• **Gegebene Aufgabe A**
Entnimm den Datensätzen alle Zeilen vom Anfang der Datensätze bis einschließlich der Zeile mit „column 136, row 666“, und gib sie wortgetreu wieder. Die Bilder lässt du in deiner Antwort weg.

___ Artikel

Seine ersten Karriereschritte machte der Chemiker Dr. Werner Breuers im Labor. Heute ist er als Mitglied des Vorstands des Chemiekonzerns Lanxess eher in Meetingräumen statt in Laboren zu Hause. Im Interview berichtet er, warum ihm die Erfahrungen als Chemiker noch immer helfen und warum es für den naturwissenschaftlichen Nachwuchs wichtig ist, unternehmerisches Denken mitzubringen. Die Fragen stellte André Boße.
Zur Person
Der 54-Jährige wurde in Mönchengladbach geboren und schloss sein Studium der Chemie an der RWTH Aachen mit der Promotion ab. Seine berufliche Karriere begann er 1989 als Chemiker bei Hoechst in Frankfurt am Main im Bereich Forschung und Entwicklung. Nach leitenden Positionen bei Hoechst übernahm Breuers 1999 die Leitung des Lizenz- und Katalysator-geschäfts bei dem Polyethylen-Hersteller Elenac in Kehl, der ein Jahr später Teil des Basell-Konzerns wurde. Als Mitglied des Managementteams leitete er den weltweiten Bereich Technology Business mit Sitz in Mailand und war zuletzt als President Basell Polyolefins Europe mit Sitz in Amsterdam tätig. Seit Mai 2007 ist Breuers Mitglied des Vorstands von Lanxess und dort verantwortlich für die Geschäftssegmente Performance Polymers und Advanced Intermediates. Weiterhin gehören die Funktionsbereiche Global Procurement & Logistics, Innovation & Technology und Industrial & Environmental Affairs zu seinen Verantwortlichkeiten und strategischen Operationen.

______
___ Vorliegende Datensätze

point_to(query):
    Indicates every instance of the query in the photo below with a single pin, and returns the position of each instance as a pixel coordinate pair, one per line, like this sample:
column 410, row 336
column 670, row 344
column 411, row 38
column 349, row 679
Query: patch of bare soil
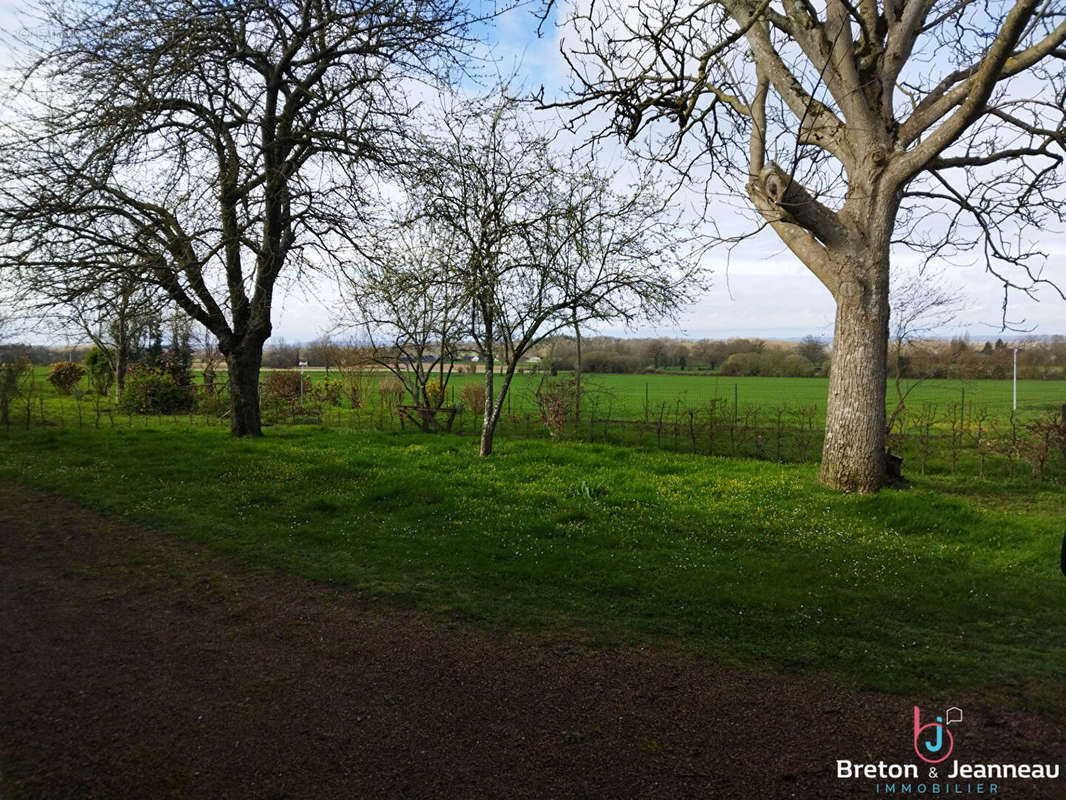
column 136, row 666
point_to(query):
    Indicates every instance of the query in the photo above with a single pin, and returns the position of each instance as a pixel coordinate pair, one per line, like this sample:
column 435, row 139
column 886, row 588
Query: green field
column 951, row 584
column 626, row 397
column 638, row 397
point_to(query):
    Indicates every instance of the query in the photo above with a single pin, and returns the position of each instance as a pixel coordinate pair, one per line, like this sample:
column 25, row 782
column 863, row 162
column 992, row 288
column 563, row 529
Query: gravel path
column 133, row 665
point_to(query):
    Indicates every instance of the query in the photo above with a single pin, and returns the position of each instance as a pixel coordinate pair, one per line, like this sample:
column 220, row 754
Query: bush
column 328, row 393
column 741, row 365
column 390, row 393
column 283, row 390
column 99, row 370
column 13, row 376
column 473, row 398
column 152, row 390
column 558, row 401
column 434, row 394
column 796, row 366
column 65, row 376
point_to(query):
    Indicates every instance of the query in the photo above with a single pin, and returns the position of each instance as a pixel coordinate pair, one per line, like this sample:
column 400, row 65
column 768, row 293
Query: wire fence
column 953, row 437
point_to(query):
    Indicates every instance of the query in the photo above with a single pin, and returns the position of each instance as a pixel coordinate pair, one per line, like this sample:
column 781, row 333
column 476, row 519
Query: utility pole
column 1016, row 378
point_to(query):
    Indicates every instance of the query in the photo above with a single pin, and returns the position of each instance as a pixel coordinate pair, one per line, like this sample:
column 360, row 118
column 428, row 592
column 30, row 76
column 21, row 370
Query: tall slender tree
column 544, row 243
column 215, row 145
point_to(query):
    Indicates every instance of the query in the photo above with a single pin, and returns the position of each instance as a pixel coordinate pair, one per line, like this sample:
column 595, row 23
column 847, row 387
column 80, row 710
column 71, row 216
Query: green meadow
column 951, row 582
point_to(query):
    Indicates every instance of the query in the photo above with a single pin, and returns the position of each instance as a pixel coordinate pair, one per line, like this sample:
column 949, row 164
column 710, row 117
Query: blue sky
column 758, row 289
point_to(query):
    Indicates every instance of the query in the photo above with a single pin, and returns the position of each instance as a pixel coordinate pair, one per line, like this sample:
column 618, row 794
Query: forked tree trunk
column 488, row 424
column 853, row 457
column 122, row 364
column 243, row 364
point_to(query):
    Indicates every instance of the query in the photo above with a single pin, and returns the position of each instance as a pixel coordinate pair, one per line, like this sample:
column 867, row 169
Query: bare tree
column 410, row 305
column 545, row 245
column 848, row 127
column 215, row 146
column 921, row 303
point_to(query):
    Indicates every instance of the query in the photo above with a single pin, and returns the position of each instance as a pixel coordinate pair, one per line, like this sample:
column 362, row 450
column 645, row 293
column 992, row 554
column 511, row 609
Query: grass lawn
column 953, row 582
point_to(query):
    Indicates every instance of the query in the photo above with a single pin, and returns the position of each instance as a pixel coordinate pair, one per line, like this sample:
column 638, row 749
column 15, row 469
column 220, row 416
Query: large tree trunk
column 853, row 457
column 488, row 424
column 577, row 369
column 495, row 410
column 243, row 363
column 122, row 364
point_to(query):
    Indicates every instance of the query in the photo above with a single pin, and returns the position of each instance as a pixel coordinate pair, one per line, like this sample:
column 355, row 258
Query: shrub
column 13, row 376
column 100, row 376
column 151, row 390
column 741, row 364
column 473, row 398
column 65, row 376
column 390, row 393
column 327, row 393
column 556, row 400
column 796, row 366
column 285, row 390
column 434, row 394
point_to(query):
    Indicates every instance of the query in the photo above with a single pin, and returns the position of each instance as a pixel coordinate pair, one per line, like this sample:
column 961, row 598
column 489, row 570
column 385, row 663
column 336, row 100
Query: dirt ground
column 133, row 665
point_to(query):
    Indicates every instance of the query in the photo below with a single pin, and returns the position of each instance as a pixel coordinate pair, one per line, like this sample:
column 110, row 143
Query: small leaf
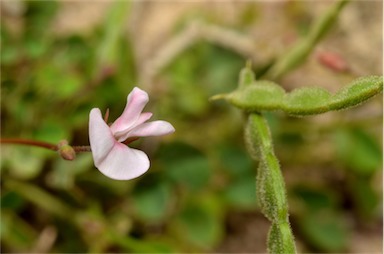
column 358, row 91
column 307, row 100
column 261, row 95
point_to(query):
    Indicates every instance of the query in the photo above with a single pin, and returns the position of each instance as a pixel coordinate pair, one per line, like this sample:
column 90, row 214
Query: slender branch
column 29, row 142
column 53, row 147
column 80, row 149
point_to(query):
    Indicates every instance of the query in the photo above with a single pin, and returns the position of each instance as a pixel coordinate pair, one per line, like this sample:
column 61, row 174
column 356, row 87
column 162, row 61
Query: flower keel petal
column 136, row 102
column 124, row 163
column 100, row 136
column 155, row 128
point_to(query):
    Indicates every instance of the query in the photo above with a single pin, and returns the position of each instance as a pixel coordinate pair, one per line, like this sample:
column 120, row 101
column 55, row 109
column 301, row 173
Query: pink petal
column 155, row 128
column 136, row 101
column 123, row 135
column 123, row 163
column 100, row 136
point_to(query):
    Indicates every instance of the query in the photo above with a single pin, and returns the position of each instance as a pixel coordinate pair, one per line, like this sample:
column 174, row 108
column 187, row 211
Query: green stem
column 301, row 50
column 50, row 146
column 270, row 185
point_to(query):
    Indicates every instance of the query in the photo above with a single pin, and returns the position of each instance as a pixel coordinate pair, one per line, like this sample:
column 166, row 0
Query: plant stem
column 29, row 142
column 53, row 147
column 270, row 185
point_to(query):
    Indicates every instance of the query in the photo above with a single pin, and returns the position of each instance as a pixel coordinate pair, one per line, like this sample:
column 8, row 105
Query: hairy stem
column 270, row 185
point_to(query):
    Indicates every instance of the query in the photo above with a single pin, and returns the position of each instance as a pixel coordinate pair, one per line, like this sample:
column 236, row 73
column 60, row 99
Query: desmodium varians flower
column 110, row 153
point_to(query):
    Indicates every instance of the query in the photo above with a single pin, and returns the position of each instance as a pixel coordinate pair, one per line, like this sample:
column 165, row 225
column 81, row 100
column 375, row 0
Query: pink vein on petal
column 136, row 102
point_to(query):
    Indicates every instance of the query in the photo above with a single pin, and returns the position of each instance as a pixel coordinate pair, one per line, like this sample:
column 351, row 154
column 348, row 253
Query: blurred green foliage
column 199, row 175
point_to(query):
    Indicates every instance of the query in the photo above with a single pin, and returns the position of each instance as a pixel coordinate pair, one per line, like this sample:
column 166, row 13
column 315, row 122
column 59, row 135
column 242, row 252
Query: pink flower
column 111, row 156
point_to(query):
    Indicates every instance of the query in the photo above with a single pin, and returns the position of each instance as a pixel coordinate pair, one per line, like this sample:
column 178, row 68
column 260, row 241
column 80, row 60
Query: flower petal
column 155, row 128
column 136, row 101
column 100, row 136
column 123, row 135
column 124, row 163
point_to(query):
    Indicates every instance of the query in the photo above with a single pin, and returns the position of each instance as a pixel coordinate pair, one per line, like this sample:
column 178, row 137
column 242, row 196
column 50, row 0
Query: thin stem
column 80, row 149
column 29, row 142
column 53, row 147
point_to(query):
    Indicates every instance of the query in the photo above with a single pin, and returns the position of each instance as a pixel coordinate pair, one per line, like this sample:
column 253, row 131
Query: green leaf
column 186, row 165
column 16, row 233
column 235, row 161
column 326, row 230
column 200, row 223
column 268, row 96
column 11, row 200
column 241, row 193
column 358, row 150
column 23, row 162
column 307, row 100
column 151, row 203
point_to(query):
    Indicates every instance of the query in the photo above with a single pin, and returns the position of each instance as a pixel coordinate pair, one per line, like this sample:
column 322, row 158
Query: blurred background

______

• **Gegebene Aufgabe B**
Stimmen die folgenden Aussagen mit dem Artikel über Werner Breuers überein? Beantworte jede mit Ja oder Nein, und zitiere die entscheidenden Worte des Artikels wörtlich.
(i) Breuers begann seine berufliche Laufbahn 1989 bei Hoechst in Frankfurt am Main.
(ii) Breuers wurde in Aachen geboren.
(iii) Seit Mai 2007 gehört Breuers dem Vorstand von Lanxess an.

• **Endgültige Antwort A**
point_to(query):
    Indicates every instance of the query in the photo below with a single pin, and returns the position of each instance as a pixel coordinate pair, one per line, like this sample:
column 410, row 336
column 670, row 344
column 411, row 38
column 349, row 679
Query: patch of bare soil
column 136, row 666

• **Endgültige Antwort B**
(i) Ja: „Seine berufliche Karriere begann er 1989 als Chemiker bei Hoechst in Frankfurt am Main“
(ii) Nein: „Der 54-Jährige wurde in Mönchengladbach geboren“
(iii) Ja: „Seit Mai 2007 ist Breuers Mitglied des Vorstands von Lanxess“